-- START OF STORED RECORDS --

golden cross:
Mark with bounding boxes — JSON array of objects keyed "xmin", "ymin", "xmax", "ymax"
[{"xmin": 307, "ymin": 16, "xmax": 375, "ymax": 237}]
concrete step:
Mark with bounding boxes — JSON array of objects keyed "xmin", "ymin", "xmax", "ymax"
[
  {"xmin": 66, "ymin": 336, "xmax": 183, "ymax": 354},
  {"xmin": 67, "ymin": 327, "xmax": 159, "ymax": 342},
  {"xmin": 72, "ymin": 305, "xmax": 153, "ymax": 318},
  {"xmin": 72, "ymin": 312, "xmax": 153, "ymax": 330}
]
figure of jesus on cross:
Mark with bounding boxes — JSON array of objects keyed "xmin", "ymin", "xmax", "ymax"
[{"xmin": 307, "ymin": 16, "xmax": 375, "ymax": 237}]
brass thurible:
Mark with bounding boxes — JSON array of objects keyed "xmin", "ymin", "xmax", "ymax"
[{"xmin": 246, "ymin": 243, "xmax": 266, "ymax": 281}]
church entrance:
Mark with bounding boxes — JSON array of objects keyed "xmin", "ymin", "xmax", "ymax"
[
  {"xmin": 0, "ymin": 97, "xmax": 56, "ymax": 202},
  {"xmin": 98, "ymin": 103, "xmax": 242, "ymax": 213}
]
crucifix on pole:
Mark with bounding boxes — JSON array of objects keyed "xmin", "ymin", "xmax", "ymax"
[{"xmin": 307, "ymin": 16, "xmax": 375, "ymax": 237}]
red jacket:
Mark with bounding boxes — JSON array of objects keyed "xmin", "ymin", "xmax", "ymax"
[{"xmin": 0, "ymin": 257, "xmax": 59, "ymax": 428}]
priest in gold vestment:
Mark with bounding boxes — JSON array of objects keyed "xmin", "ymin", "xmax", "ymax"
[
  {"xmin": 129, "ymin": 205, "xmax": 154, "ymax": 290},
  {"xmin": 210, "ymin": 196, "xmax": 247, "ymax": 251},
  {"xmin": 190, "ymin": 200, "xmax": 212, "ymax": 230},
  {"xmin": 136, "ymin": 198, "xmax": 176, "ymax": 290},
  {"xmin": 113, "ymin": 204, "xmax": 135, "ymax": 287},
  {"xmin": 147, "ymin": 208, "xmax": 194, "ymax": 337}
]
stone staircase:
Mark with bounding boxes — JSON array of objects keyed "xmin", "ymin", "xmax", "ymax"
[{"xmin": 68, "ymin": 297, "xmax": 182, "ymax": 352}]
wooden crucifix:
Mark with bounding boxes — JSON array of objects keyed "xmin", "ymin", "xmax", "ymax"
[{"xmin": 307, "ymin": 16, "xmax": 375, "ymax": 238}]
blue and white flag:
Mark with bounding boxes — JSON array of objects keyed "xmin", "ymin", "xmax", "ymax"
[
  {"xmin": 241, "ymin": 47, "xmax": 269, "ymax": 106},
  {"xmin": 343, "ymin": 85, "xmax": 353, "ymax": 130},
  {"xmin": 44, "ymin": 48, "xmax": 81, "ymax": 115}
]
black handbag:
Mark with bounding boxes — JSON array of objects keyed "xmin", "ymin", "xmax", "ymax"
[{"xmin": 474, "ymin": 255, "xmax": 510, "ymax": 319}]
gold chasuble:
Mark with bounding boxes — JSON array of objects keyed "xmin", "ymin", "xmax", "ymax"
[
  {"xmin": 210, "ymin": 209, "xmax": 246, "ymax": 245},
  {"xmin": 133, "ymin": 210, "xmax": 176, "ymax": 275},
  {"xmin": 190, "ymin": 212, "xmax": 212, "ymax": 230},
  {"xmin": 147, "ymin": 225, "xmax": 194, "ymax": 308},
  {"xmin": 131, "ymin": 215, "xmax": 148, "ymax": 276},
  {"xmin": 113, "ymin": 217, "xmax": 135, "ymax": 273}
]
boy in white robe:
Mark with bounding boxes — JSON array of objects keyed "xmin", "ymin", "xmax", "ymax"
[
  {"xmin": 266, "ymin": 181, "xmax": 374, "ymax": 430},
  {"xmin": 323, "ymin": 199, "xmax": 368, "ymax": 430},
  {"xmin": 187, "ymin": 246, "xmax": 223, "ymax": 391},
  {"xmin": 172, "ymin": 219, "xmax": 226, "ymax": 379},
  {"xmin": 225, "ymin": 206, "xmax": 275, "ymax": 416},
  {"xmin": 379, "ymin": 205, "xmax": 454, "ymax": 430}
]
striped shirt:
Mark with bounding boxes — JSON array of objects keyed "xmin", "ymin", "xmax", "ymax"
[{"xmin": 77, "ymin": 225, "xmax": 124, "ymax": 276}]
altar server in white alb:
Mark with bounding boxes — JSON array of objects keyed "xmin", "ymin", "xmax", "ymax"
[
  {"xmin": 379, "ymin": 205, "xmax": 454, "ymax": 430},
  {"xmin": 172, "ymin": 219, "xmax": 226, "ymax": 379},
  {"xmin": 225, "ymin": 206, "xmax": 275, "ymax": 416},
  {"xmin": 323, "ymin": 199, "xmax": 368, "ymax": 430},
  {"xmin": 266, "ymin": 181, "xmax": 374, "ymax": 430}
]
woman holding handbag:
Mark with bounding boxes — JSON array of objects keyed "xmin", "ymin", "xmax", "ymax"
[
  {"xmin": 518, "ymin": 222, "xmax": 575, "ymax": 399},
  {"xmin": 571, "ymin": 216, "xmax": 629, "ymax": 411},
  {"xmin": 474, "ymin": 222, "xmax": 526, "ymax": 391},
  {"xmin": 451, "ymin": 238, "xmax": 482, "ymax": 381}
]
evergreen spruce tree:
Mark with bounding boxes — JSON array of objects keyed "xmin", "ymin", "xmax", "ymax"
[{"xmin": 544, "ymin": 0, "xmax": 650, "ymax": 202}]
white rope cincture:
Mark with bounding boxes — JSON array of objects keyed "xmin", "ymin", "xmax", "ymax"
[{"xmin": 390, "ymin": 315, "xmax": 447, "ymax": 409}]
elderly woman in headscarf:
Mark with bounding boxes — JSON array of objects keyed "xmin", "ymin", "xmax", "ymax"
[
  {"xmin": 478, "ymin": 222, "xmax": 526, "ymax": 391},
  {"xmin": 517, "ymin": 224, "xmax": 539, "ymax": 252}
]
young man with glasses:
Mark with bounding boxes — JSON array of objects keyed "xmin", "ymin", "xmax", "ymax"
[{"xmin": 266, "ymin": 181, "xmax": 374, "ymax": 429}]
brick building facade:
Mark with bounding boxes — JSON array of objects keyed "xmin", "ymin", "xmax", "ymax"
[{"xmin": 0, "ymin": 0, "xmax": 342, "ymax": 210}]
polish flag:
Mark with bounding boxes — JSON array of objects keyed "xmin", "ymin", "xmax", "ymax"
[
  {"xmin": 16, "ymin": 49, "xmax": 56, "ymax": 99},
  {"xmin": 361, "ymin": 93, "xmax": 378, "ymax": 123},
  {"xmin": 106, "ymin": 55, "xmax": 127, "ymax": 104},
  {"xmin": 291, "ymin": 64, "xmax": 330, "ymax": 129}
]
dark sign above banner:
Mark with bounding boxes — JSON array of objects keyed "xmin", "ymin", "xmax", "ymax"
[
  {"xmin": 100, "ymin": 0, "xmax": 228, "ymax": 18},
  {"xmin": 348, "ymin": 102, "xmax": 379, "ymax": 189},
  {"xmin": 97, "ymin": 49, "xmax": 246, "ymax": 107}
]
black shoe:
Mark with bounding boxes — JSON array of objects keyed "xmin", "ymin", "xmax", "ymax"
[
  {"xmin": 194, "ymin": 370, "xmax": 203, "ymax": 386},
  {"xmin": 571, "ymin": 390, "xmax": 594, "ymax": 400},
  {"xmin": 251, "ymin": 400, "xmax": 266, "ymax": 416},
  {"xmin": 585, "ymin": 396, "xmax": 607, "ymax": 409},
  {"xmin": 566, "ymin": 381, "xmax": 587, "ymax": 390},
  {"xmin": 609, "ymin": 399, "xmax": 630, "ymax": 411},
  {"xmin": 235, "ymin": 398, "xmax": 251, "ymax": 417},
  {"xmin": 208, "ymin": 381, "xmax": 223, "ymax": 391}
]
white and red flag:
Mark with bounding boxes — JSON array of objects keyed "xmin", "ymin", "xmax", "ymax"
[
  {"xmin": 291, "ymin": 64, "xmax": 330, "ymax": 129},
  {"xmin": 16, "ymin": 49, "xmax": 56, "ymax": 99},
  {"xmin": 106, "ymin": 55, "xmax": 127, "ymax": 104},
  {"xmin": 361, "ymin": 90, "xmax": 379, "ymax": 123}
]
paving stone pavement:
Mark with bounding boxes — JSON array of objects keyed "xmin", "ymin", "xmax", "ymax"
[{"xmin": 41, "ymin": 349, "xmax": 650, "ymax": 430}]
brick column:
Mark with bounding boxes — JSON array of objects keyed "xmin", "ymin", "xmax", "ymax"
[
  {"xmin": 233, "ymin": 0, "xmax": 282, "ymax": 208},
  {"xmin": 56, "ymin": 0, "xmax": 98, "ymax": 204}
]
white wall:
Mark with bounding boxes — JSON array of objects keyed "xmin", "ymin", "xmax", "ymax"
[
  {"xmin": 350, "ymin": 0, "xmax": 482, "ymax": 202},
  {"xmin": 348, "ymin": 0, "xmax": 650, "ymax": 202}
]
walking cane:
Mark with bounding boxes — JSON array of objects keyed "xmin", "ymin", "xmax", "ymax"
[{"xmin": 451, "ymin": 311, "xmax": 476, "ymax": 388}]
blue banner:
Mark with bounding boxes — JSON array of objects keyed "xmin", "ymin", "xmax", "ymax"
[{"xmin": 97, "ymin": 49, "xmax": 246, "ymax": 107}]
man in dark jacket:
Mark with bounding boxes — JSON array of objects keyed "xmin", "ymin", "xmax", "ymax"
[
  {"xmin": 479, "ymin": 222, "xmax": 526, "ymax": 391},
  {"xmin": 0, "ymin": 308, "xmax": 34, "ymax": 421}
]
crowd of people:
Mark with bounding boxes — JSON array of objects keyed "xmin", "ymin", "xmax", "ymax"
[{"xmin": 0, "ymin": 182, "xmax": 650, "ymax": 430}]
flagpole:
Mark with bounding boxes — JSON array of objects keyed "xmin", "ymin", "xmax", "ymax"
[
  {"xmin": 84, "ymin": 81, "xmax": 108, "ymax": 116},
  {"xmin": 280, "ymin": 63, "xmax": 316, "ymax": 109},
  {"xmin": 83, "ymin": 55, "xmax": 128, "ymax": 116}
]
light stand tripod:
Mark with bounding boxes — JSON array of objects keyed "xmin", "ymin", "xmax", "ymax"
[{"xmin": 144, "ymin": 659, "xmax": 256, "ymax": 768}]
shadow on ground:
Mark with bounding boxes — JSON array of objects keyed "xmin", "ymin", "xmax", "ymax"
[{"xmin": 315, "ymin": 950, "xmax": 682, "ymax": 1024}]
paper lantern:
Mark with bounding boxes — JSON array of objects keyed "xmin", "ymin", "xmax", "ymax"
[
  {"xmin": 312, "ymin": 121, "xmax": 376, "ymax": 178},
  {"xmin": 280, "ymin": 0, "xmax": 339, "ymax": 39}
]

-- END OF STORED RECORDS --

= WRITTEN TASK =
Locate every line in the items above that contains the word "dark", and copy each of those lines.

= RESPONSE =
dark sign above banner:
man in dark jacket:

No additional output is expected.